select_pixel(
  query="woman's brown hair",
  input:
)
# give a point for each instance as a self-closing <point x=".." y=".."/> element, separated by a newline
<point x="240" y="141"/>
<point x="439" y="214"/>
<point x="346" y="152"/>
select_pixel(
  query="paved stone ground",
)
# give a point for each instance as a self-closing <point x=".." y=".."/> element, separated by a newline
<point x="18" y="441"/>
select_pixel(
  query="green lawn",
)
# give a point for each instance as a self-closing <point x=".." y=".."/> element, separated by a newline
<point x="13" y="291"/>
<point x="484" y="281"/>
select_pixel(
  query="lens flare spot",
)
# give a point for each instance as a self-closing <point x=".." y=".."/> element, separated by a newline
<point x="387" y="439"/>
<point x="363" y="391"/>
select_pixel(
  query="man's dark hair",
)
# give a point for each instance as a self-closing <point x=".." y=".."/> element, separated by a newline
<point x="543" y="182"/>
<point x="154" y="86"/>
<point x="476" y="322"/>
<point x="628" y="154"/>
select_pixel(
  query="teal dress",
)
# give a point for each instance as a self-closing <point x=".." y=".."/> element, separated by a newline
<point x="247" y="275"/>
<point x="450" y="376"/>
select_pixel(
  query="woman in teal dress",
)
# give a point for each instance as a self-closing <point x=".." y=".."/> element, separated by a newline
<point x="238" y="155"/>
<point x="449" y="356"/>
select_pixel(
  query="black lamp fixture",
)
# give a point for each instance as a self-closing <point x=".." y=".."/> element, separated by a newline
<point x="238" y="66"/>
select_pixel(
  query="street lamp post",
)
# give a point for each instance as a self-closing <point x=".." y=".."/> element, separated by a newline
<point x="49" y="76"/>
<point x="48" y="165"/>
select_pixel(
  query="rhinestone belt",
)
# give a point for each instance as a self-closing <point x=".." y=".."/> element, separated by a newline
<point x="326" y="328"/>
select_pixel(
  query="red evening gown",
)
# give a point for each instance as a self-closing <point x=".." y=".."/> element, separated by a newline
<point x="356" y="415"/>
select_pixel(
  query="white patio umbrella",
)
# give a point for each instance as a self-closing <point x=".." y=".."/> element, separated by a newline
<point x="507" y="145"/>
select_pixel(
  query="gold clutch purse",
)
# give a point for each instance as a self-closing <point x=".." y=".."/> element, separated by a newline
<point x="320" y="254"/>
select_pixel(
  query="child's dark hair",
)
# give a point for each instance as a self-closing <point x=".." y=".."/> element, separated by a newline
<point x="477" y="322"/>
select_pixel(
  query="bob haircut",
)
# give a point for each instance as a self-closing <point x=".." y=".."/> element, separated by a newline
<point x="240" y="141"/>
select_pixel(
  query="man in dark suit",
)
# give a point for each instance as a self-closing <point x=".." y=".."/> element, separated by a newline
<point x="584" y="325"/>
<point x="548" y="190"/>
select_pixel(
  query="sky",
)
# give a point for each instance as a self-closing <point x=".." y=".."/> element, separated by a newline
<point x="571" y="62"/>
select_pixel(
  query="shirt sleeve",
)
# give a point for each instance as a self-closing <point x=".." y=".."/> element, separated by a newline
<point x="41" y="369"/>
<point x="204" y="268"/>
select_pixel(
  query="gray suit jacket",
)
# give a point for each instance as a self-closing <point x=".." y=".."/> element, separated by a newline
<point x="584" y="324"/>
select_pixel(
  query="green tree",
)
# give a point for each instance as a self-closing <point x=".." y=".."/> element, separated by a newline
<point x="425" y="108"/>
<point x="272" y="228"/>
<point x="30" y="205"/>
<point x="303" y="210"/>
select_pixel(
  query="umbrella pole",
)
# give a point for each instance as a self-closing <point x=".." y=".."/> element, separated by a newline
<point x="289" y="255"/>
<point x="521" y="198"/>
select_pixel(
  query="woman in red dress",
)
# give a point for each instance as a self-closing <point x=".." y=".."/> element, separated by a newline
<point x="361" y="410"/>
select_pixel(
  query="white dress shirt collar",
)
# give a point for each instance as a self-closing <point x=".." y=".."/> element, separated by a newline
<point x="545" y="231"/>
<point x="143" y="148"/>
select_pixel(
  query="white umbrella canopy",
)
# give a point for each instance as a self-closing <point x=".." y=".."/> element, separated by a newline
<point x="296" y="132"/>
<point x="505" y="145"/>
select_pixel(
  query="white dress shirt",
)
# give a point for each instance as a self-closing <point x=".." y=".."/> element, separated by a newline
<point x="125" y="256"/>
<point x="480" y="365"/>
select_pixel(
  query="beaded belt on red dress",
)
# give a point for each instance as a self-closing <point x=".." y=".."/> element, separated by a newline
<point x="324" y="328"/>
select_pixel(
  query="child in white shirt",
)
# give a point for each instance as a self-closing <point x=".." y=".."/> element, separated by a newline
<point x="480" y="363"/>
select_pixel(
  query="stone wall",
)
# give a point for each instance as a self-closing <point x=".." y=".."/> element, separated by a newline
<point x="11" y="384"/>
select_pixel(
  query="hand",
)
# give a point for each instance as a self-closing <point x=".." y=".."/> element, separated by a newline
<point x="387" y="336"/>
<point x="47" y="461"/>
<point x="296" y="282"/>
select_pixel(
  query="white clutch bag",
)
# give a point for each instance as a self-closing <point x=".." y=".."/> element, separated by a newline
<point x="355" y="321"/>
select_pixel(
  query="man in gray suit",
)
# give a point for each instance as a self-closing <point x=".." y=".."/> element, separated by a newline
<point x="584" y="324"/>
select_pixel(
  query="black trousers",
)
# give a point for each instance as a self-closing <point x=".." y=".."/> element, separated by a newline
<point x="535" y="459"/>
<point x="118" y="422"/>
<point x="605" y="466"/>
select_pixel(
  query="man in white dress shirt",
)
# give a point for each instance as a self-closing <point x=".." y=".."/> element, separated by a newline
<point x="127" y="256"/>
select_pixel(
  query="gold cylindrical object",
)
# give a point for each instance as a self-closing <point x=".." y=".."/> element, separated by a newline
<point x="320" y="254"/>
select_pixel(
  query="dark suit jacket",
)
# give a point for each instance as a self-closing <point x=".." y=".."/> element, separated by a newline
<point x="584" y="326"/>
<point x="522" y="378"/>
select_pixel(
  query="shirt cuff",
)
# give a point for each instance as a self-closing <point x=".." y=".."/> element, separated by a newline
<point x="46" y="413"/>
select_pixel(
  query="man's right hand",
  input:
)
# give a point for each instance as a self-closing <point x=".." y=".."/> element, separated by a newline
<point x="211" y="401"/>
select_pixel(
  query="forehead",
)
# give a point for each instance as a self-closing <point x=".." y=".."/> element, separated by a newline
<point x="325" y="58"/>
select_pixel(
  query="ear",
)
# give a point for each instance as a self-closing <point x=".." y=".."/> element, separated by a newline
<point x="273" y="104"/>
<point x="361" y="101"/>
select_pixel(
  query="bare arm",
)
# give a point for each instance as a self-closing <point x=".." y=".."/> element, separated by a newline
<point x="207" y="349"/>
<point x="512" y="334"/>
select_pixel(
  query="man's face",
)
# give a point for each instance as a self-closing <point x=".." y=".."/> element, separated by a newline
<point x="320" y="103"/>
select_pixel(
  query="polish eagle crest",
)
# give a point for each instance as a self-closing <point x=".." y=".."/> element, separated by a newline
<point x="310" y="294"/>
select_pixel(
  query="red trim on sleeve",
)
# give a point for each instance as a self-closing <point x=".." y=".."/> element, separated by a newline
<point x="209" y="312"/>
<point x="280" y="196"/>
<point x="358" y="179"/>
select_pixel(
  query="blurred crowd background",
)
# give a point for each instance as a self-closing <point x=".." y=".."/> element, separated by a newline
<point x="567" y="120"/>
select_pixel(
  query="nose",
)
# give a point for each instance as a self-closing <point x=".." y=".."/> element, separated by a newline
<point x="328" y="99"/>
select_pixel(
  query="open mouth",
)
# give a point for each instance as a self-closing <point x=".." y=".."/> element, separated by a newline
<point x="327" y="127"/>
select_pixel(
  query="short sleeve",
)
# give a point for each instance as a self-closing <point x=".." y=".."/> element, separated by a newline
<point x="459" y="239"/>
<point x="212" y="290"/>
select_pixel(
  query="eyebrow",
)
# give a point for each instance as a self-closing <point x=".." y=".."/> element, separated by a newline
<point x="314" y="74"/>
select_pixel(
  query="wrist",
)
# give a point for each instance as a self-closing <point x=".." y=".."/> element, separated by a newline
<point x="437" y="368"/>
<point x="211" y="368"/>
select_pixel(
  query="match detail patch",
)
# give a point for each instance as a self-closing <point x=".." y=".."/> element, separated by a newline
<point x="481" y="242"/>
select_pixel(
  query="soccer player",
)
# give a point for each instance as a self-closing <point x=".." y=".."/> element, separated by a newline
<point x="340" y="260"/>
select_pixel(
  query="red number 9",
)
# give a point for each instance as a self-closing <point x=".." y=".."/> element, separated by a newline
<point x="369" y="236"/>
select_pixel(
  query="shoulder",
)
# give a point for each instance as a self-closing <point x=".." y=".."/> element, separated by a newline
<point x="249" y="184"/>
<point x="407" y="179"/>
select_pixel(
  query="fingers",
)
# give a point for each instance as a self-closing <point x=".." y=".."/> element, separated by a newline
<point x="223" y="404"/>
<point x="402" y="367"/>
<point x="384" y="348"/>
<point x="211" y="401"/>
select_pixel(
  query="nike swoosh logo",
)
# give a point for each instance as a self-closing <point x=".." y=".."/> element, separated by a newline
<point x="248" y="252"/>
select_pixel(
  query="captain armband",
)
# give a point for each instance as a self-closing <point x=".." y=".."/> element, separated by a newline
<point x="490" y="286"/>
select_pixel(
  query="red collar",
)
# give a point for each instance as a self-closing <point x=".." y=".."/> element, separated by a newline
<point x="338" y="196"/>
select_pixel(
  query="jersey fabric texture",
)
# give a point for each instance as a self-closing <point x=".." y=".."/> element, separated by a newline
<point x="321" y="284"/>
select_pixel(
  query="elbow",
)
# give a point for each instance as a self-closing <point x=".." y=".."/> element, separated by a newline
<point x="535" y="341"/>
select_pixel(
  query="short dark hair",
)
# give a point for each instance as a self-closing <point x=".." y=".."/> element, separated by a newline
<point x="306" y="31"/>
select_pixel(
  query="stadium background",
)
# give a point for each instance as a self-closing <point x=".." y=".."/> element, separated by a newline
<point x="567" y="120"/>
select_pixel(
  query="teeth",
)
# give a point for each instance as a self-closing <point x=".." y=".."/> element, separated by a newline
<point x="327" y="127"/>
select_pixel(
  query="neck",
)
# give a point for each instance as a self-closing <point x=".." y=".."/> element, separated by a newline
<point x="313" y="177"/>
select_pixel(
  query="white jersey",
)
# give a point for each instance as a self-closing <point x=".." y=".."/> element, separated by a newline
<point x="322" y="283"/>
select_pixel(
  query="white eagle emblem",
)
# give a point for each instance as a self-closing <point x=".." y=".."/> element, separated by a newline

• REQUIREMENTS: Pick out every line in the items above that contains the word "background", matching case, and copy each one.

• CORRECT RESULT:
  query="blurred crowd background",
  query="stadium background",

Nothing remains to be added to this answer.